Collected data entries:
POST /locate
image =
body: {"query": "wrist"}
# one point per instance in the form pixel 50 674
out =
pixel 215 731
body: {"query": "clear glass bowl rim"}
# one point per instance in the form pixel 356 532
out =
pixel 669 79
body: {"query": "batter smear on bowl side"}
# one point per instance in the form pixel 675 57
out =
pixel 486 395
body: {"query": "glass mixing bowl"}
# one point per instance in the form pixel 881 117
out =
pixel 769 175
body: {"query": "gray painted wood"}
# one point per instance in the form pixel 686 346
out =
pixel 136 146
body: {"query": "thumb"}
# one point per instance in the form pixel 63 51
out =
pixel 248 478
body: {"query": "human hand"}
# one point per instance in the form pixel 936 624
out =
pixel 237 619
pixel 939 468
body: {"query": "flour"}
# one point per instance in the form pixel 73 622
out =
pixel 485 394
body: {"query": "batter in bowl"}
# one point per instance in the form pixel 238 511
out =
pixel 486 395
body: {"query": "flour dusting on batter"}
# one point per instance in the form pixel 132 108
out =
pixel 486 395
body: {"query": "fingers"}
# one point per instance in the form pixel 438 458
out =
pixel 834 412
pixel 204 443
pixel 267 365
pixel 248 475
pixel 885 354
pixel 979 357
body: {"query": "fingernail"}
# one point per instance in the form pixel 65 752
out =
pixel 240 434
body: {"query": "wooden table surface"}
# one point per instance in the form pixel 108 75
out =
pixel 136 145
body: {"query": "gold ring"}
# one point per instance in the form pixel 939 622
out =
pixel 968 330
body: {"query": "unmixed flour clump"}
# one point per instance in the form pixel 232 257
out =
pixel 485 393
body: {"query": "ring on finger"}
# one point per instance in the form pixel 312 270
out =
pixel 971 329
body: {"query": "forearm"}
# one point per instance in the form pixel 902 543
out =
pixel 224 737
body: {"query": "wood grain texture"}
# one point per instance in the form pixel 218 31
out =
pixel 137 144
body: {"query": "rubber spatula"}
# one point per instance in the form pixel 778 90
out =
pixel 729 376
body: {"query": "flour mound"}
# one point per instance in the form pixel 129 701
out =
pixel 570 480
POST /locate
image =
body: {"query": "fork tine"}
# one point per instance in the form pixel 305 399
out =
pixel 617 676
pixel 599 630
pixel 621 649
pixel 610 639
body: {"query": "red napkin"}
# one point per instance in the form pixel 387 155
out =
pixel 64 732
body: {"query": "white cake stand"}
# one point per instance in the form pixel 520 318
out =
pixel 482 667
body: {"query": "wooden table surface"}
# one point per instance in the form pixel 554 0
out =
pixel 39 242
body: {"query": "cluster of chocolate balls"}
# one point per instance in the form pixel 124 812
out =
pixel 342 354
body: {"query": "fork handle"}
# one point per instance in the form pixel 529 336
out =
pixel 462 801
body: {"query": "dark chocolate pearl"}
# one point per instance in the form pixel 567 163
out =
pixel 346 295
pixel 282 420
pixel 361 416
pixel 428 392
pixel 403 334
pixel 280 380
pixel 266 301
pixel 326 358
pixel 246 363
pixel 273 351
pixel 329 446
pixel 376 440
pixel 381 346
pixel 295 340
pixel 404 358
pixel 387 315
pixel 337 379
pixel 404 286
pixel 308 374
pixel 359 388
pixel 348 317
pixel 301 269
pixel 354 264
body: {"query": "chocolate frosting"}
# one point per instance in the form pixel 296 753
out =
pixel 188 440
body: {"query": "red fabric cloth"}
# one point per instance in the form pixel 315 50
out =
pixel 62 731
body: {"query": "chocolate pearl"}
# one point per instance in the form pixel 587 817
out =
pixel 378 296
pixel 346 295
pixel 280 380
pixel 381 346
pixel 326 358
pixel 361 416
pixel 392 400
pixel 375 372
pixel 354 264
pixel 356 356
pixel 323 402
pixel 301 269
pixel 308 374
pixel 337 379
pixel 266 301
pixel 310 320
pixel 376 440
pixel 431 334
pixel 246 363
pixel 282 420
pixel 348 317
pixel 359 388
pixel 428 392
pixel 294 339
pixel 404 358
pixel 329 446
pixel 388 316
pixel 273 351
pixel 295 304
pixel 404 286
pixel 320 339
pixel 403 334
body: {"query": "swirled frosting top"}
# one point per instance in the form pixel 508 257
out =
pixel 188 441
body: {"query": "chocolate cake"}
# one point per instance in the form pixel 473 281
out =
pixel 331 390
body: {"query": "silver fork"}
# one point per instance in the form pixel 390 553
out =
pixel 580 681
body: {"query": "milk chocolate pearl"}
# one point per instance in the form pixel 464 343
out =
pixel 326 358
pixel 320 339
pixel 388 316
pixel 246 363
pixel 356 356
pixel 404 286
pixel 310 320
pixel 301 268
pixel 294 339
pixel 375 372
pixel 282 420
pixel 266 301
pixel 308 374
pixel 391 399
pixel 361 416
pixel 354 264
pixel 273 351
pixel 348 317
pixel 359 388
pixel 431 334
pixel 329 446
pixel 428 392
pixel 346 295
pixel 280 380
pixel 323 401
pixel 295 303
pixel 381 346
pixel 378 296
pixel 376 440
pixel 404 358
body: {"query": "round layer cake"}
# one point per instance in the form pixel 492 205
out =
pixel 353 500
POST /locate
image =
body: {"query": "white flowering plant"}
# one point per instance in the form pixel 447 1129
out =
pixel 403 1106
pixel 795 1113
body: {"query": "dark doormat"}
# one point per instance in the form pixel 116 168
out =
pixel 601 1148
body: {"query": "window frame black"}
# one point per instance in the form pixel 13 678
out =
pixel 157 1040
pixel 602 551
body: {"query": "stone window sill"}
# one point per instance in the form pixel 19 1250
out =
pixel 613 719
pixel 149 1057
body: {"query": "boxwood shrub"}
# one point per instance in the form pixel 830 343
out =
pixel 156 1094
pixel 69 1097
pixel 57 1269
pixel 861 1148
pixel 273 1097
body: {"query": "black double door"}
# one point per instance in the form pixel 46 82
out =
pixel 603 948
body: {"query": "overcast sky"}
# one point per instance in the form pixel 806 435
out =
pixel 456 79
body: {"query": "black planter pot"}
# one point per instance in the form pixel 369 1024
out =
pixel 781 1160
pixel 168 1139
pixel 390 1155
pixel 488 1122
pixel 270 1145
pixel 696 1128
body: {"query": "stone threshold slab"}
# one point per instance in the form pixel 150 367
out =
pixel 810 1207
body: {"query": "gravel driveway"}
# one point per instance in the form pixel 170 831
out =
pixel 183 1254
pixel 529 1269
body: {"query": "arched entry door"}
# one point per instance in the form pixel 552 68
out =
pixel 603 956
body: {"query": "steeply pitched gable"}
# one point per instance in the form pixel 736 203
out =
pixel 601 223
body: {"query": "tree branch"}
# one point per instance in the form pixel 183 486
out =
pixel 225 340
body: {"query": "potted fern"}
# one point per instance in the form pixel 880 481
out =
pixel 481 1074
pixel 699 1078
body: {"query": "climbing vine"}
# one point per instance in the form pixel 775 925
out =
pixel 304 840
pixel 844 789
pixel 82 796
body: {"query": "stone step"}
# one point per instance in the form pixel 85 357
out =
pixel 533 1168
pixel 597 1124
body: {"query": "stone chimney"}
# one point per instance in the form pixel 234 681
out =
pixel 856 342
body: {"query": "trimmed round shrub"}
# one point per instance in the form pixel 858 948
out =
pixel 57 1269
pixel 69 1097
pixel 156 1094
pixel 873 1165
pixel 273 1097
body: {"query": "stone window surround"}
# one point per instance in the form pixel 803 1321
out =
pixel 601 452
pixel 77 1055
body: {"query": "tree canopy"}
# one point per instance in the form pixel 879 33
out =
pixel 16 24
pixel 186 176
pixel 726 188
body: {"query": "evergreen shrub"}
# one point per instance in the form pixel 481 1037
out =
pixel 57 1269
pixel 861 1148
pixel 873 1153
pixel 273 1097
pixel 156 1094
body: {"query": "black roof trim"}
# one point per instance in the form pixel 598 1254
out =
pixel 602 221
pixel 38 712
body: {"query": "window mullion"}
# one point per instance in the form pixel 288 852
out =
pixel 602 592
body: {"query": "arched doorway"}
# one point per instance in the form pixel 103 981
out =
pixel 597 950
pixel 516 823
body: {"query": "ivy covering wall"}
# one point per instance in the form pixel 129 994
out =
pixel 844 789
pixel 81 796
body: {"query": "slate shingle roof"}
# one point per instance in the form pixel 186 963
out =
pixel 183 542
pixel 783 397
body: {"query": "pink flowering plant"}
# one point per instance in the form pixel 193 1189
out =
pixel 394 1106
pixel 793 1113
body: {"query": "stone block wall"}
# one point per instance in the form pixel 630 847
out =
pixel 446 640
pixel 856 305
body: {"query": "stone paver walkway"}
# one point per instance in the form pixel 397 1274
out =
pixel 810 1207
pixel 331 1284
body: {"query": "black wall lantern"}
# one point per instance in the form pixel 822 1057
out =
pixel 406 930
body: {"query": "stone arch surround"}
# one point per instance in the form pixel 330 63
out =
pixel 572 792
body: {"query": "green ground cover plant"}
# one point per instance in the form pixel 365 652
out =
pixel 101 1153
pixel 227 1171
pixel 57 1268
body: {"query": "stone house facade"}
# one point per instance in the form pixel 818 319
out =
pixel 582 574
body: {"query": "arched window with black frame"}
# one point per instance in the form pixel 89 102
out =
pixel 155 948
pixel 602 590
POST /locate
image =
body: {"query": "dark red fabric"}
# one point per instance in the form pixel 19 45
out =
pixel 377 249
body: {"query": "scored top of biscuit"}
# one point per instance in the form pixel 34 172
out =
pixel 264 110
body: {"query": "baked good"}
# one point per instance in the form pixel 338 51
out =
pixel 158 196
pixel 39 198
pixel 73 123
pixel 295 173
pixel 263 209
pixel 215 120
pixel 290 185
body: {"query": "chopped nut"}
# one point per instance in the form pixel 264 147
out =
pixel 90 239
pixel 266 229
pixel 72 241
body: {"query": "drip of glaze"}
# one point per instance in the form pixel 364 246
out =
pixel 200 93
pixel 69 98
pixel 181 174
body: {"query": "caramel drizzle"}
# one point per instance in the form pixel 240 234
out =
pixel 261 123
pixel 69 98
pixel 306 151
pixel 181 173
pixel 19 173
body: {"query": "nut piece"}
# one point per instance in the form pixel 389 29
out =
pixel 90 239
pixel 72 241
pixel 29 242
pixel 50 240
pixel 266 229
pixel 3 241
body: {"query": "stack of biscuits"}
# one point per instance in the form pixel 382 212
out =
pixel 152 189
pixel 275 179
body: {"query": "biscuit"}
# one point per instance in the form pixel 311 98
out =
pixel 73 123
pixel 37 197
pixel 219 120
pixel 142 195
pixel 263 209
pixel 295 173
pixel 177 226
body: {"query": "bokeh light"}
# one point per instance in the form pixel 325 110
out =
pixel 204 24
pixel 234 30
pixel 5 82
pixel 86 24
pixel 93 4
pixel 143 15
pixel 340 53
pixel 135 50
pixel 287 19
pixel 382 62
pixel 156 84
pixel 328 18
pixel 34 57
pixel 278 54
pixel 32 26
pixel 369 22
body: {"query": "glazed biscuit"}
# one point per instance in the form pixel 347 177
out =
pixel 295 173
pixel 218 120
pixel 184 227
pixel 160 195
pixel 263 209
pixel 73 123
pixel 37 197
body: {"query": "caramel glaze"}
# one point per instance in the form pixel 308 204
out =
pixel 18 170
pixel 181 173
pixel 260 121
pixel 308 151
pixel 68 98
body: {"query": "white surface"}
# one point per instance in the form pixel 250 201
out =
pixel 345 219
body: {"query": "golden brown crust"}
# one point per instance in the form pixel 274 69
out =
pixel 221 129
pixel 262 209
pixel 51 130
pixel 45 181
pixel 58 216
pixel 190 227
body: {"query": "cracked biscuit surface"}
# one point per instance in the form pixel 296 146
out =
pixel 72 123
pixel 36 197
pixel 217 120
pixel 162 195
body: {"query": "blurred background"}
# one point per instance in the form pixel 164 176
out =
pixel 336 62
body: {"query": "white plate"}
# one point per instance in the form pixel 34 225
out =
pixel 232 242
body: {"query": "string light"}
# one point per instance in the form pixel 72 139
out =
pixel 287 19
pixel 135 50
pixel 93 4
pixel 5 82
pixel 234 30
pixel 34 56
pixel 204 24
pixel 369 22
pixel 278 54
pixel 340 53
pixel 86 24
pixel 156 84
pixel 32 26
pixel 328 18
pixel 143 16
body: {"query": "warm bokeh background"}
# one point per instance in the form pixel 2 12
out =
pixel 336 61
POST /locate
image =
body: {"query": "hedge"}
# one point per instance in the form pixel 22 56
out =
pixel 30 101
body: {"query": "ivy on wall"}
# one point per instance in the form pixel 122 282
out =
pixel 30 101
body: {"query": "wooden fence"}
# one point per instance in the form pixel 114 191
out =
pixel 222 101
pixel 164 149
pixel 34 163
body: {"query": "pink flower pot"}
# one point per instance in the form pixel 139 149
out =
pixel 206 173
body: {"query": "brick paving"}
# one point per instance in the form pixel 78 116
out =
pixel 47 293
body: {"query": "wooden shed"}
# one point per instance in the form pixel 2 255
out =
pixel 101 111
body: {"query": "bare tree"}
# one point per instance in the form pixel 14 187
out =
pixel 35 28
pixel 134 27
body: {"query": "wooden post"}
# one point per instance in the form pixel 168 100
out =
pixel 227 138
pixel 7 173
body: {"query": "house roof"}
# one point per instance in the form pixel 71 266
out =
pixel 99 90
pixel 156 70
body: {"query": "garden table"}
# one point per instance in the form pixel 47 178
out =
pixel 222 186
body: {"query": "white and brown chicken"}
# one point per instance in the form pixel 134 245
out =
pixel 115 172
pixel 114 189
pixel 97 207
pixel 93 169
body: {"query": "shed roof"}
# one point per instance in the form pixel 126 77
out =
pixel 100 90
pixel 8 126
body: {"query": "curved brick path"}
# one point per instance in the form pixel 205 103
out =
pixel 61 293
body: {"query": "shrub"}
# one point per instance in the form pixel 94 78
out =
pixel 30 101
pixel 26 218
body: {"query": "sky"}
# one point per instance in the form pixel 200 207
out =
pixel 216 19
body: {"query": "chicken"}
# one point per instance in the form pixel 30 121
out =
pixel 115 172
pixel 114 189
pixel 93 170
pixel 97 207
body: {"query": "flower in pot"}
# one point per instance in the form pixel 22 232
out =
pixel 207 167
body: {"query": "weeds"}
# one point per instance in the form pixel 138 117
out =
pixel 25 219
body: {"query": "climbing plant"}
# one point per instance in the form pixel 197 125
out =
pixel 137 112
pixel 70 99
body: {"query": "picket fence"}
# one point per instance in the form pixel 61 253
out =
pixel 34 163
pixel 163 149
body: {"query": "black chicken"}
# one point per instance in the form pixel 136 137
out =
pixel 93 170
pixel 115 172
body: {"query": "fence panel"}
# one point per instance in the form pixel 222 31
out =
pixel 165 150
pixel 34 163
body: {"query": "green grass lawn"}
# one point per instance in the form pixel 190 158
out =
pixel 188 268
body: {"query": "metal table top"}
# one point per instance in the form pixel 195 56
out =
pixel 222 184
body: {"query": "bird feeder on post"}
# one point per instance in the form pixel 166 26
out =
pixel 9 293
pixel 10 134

◆ About this task:
Copy each line of the entries that includes the word "white".

◆ The answer:
body: {"query": "white cake stand"}
body: {"query": "white flowering plant"}
body: {"query": "white surface"}
body: {"query": "white plate"}
body: {"query": "white and brown chicken"}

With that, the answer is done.